6. Termination of Employment.

 

6.1 In General.

 

If the employment of the Optionee with the Company and its Subsidiaries shall terminate for any reason, other than for the reasons set forth in Sections 6.2 and 7.2 below, the Option shall continue to be exercisable (to the extent the Option was vested and exercisable on the date of the Optionee’s termination of employment) at any time within three (3) months after the date of such termination of employment, but in no event after the expiration of the Exercise Term.

 

6.2 Termination of Employment Due to Death, Disability, or Retirement.

 

If the Optionee’s termination of employment is due to death, Disability, or Retirement (termination on or after age 65), or if Optionee terminates employment after age 55, the following shall apply:

 

  (a) Termination Due To Death. In the event the Optionee dies while actively employed, the Option shall become immediately and fully exercisable, and shall remain exercisable at any time prior to the end of the Exercise Term, or for one (1) year after the date of death, whichever period is shorter, by (A) a Permitted Transferee (as defined in Section 8 below), if any, or such person(s) that have acquired the Optionee’s rights under such Options by will or by the laws of descent and distribution, or (B) if no such person described in (A) exists, the Optionee’s estate or representative of the Optionee’s estate.

● PROVIDED RECORDS
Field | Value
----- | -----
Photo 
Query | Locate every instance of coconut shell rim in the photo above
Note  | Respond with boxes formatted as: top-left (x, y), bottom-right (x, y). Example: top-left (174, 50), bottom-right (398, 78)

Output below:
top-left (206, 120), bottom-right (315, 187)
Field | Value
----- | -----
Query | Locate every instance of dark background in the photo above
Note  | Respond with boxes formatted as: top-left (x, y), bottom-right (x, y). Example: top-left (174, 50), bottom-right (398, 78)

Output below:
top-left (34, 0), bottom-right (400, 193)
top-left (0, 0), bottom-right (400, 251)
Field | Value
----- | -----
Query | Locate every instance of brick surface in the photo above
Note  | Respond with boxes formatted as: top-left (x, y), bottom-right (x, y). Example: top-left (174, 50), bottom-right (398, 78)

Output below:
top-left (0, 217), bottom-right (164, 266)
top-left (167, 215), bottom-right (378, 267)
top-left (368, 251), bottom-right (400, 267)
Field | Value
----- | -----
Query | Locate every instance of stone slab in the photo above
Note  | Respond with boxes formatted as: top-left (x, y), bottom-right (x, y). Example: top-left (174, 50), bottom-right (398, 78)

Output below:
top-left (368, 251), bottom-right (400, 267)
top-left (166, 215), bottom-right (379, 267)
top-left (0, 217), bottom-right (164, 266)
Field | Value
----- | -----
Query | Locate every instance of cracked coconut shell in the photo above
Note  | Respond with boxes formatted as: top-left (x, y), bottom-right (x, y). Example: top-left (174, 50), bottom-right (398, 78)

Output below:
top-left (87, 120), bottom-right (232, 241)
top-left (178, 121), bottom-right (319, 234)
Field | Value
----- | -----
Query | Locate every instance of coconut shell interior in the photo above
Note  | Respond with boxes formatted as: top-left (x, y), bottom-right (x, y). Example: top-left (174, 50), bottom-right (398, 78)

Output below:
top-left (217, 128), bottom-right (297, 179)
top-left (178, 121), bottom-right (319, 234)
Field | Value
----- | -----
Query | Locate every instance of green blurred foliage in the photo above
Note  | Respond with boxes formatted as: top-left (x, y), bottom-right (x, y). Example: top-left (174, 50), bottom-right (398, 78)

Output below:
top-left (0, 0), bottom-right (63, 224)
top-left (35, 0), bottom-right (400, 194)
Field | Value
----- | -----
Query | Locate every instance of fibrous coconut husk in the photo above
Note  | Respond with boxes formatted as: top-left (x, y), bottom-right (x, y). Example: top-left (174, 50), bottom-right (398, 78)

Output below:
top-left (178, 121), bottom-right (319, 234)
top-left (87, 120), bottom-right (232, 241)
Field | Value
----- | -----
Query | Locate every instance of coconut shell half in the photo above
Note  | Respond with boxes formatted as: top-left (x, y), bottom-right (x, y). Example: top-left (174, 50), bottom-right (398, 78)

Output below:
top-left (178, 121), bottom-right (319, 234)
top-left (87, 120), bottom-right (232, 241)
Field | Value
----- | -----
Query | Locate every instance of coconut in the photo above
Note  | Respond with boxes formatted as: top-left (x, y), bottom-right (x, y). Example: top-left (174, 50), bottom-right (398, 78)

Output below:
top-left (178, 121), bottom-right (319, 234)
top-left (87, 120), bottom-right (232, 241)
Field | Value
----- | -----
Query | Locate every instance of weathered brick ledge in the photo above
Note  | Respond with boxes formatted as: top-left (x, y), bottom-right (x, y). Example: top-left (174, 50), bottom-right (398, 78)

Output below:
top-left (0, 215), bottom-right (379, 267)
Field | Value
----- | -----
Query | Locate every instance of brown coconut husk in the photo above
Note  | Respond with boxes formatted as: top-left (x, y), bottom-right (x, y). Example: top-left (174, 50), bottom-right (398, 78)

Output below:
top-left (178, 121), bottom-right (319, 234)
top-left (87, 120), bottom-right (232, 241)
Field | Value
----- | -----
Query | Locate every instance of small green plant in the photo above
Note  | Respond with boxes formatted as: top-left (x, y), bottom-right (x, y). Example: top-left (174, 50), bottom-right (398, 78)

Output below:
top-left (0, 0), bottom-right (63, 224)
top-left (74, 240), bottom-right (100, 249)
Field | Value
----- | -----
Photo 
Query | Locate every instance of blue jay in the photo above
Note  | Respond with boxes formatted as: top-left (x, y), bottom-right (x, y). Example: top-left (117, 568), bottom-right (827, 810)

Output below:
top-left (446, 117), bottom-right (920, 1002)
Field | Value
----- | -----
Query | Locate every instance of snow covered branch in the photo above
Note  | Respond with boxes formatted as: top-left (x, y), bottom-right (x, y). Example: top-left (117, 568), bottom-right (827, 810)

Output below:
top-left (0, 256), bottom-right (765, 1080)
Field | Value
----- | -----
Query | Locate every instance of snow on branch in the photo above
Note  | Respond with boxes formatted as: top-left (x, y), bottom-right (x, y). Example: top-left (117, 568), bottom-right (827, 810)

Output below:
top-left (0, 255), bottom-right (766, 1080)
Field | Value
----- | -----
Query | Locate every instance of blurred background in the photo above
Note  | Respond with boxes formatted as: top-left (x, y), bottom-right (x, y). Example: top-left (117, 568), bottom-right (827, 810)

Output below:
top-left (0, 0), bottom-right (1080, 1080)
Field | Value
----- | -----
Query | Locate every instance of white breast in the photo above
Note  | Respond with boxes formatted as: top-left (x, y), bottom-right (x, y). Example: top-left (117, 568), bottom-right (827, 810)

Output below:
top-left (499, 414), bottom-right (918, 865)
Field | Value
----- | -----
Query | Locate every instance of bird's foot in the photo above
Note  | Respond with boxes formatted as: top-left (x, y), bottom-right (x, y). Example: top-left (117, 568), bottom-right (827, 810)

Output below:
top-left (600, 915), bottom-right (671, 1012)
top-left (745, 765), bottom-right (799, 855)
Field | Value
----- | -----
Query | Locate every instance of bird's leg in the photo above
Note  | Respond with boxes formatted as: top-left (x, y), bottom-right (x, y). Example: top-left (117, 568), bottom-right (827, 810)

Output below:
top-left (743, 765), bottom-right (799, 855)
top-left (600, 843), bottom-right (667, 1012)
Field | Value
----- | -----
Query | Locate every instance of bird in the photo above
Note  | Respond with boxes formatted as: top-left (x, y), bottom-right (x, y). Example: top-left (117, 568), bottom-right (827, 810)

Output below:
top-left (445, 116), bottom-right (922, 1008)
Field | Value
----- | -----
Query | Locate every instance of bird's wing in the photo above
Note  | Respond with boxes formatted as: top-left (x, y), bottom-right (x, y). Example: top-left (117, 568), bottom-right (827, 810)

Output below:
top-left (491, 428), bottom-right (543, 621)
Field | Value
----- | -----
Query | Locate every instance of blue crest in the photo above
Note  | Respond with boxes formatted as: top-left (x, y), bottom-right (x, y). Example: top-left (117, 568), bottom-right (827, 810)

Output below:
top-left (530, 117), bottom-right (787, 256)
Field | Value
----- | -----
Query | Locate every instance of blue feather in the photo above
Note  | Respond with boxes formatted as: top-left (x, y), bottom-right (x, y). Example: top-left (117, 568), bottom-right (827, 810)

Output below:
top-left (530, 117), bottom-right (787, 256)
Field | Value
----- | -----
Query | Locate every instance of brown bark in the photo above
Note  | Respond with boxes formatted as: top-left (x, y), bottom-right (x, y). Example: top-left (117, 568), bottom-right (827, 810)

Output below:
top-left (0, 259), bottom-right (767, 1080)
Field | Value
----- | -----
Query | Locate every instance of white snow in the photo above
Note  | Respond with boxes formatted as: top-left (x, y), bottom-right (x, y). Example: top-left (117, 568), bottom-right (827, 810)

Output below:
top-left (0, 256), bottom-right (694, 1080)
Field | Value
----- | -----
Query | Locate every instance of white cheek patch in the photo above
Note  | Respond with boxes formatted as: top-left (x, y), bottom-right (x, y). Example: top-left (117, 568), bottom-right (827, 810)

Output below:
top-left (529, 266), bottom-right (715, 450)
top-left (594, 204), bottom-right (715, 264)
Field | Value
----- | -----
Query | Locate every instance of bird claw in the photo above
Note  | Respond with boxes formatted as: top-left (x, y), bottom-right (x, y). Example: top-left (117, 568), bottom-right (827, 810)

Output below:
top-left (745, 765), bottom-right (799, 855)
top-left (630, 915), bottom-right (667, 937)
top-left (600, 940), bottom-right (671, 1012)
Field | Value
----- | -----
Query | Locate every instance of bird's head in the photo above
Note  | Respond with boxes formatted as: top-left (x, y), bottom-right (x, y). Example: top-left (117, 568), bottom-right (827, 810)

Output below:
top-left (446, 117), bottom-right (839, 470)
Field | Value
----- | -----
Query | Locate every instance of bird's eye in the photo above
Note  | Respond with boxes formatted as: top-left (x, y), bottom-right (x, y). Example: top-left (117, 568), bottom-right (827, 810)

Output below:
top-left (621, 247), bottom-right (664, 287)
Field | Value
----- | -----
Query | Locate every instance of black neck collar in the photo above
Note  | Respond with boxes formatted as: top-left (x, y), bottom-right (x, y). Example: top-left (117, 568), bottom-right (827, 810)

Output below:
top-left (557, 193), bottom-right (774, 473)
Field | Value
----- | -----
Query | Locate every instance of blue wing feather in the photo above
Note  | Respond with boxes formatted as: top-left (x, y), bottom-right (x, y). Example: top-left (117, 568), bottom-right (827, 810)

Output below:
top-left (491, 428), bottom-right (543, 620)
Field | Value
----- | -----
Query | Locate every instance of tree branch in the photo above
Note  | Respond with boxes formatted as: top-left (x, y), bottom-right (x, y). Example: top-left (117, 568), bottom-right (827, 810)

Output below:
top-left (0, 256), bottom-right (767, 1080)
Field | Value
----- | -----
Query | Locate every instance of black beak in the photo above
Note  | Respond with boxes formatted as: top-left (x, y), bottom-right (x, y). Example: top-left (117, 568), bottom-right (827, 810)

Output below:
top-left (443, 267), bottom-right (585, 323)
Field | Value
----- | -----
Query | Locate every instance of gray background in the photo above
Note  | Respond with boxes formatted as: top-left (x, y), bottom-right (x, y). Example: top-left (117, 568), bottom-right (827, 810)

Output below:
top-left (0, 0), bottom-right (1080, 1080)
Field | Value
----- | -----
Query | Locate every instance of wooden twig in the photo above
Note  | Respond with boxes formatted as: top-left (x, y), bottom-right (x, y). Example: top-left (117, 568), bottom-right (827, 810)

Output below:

● TASK REQUIREMENTS
1 – Decide whether each statement agrees with the excerpt on termination of employment, answering yes or no and quoting the deciding words: (a) After termination for a general reason, the option stays exercisable for six months. (b) Retirement means termination on or after age 65. (c) If the Optionee dies while actively employed, the option becomes immediately and fully exercisable.
2 – Extend the excerpt on termination of employment, starting right after its last sentence.

● OUTPUTS FOR THE TASKS
1 –
(a) No: "at any time within three (3) months after the date of such termination of employment"
(b) Yes: "Retirement (termination on or after age 65)"
(c) Yes: "the Option shall become immediately and fully exercisable"

2 –
 

  (b) Termination by Disability. In the event the employment of the Optionee is terminated by reason of Disability, the Option shall become immediately and fully exercisable as of the date the Committee determines the Optionee terminated for Disability and shall remain exercisable at any time prior to the end of the Exercise Term, or for one (1) year after the date of termination, whichever period is shorter.

 

  (c) Termination by Retirement. In the event the employment of the Optionee is terminated by reason of Retirement, all outstanding unvested Options shall expire, and any Options vested as of Optionee’s date of Retirement shall remain exercisable at any time prior to the end of the Exercise Term, or for five (5) years after the date of termination, whichever period is shorter. In the event of the Optionee’s death after Retirement, the vested Options shall be exercisable in accordance with this subsection (c) and the Option shall be exercisable by the persons described in (a) above.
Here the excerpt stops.